(Exercise objective):
Transcribe, word for word, all of the entries below, and exclude any pictures from the copy.

Stored records
%%

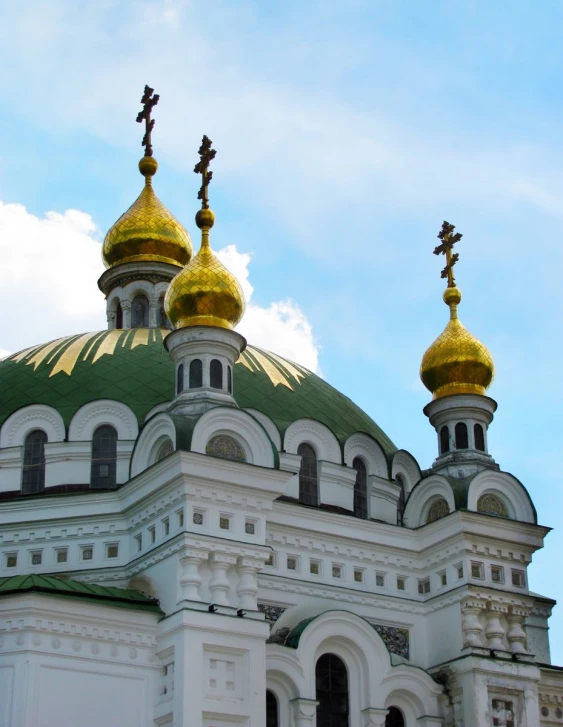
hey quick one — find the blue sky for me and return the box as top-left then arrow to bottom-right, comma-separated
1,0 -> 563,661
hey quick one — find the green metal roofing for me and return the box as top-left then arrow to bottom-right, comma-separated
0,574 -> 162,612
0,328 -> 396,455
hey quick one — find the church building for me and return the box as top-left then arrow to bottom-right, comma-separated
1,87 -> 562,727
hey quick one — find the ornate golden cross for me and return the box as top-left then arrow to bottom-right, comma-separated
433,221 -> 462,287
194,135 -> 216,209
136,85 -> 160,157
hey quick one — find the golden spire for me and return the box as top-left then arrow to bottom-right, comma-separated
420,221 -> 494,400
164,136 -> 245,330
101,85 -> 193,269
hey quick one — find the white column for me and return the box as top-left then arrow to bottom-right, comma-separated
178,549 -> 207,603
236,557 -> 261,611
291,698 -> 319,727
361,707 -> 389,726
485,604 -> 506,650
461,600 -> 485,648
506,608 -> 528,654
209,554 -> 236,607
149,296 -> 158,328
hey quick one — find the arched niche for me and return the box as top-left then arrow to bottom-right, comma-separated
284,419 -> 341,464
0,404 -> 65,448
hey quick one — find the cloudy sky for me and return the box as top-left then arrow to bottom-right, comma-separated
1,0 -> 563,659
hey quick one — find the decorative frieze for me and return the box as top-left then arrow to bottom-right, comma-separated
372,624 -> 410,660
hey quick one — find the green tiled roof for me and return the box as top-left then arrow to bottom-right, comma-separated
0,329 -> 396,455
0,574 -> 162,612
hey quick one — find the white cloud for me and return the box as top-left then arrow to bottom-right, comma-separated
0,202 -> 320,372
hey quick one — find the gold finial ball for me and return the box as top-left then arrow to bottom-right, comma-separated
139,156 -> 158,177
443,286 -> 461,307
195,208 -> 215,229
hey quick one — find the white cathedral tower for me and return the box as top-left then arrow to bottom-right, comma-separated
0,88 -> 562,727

%%

(Solution for this task):
hey quick one — find the blue sky for me and return the box as top-left then arrow to bottom-right, comma-separated
1,0 -> 563,661
hey quick one — find the green metal roofing for me and return the box as top-left then arrow to bottom-right, comma-separated
0,574 -> 162,612
0,328 -> 396,455
hey quick one — find the church building for me and return the box as top-left then arrow to bottom-right, comma-separated
1,87 -> 562,727
hey quick one — find the ornate golden cross for me and return the box as top-left then arrow to bottom-right, comma-separated
433,221 -> 462,287
194,135 -> 216,209
136,85 -> 160,157
hey quick one — find the golden spire for me and return the box as top-left then arrow to bottom-right, comma-separated
420,221 -> 494,400
164,136 -> 245,330
101,85 -> 193,269
hey quick one — find the white column for me and return the box as top-left then arrow to bottom-right, comma-separated
178,549 -> 207,603
236,557 -> 261,611
291,698 -> 319,727
361,707 -> 389,726
485,604 -> 506,650
461,600 -> 485,648
506,608 -> 528,654
209,554 -> 236,607
149,296 -> 158,328
hey quick one — find the arched niche for me and return the box as top-left then arrow to bottom-right, comma-separated
284,419 -> 341,464
0,404 -> 65,448
hey quick one — find the cloudy sky for me and return the box as top-left then arrow to bottom-right, comma-separated
1,0 -> 563,659
hey quick one — find the decorative frieze for me and return the box as top-left then arrow to bottom-right, comma-separated
372,624 -> 410,660
hey quick one — find the green tiled roof for me and return the box as top-left then arrow to bottom-right, comma-separated
0,329 -> 396,455
0,574 -> 162,612
hey quick one — find the white cloud for me and return the box as top-left then arrow to bottom-right, comma-separated
0,202 -> 320,372
hey quick one — find the gold finial ball for me and return the box as top-left then arrow to bottom-right, comma-separated
139,156 -> 158,177
443,286 -> 461,307
195,208 -> 215,229
hey quick one — find the white cathedral tower for me and return the box as top-left then arrow to bottom-right, comma-separated
0,88 -> 562,727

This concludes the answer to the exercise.